**AIM OF THE TASK:**
Each record in the listing below is to be duplicated exactly.

**AVAILABLE DATA:**
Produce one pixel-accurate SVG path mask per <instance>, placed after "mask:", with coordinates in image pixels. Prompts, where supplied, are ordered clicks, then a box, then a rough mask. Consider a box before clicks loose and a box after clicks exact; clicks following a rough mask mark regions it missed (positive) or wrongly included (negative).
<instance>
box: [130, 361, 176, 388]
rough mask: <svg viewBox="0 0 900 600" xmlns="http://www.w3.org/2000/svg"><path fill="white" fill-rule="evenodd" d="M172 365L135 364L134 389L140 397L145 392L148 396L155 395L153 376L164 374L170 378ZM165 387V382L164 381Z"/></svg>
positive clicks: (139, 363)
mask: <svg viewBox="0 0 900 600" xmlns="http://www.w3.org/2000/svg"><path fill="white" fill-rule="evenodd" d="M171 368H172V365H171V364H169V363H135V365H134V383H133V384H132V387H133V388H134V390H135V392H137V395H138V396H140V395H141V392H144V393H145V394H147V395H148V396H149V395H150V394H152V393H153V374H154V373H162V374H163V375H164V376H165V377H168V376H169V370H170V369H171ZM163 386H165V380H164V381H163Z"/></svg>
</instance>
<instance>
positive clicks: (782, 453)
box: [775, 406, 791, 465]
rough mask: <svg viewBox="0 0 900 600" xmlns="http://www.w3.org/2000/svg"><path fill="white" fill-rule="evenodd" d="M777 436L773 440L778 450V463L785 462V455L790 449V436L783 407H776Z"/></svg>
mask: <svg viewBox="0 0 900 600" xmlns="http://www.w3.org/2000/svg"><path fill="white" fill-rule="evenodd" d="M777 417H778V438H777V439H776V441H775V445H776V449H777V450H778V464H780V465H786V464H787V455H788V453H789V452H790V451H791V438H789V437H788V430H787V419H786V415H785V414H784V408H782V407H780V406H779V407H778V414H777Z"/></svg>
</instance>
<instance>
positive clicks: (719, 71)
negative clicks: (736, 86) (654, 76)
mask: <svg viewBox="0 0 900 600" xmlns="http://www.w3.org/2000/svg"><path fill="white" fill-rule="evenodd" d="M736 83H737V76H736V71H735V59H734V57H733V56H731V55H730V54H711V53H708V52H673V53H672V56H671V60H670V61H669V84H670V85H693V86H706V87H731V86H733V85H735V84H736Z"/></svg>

**SOLUTION TO THE EXERCISE:**
Produce one pixel-accurate SVG path mask per <instance>, placed after "mask:", with coordinates in image pixels. Prompts, where supplied, are ordered clicks, then a box, then a rough mask. Consider a box before clicks loose and a box after clicks exact; clicks following a rough mask mark regions it missed (positive) or wrongly included (negative).
<instance>
box: [130, 361, 176, 388]
rough mask: <svg viewBox="0 0 900 600" xmlns="http://www.w3.org/2000/svg"><path fill="white" fill-rule="evenodd" d="M172 365L135 364L134 389L140 397L145 392L148 396L155 395L153 376L164 374L170 378ZM165 387V382L164 381Z"/></svg>
positive clicks: (139, 363)
mask: <svg viewBox="0 0 900 600" xmlns="http://www.w3.org/2000/svg"><path fill="white" fill-rule="evenodd" d="M171 368H172V365H171V364H169V363H135V365H134V383H133V384H132V387H133V388H134V390H135V392H137V395H138V396H140V395H141V392H144V393H145V394H147V395H148V396H149V395H150V394H152V393H153V374H154V373H162V374H163V375H164V376H165V377H168V376H169V370H170V369H171ZM163 386H165V380H164V381H163Z"/></svg>
</instance>
<instance>
positive clicks: (782, 453)
box: [775, 406, 791, 465]
rough mask: <svg viewBox="0 0 900 600" xmlns="http://www.w3.org/2000/svg"><path fill="white" fill-rule="evenodd" d="M777 436L773 440L778 450V463L785 462V455L790 449V436L783 407H776Z"/></svg>
mask: <svg viewBox="0 0 900 600" xmlns="http://www.w3.org/2000/svg"><path fill="white" fill-rule="evenodd" d="M777 417H778V438H777V439H776V441H775V445H776V449H777V450H778V464H780V465H786V464H787V455H788V453H789V452H790V451H791V438H789V437H788V430H787V419H786V415H785V414H784V408H782V407H780V406H779V407H778V414H777Z"/></svg>
</instance>
<instance>
positive clicks: (719, 71)
negative clicks: (736, 86) (654, 76)
mask: <svg viewBox="0 0 900 600" xmlns="http://www.w3.org/2000/svg"><path fill="white" fill-rule="evenodd" d="M736 83H737V76H736V71H735V59H734V57H733V56H731V55H730V54H711V53H708V52H673V53H672V56H671V60H670V61H669V84H670V85H693V86H706V87H731V86H733V85H735V84H736Z"/></svg>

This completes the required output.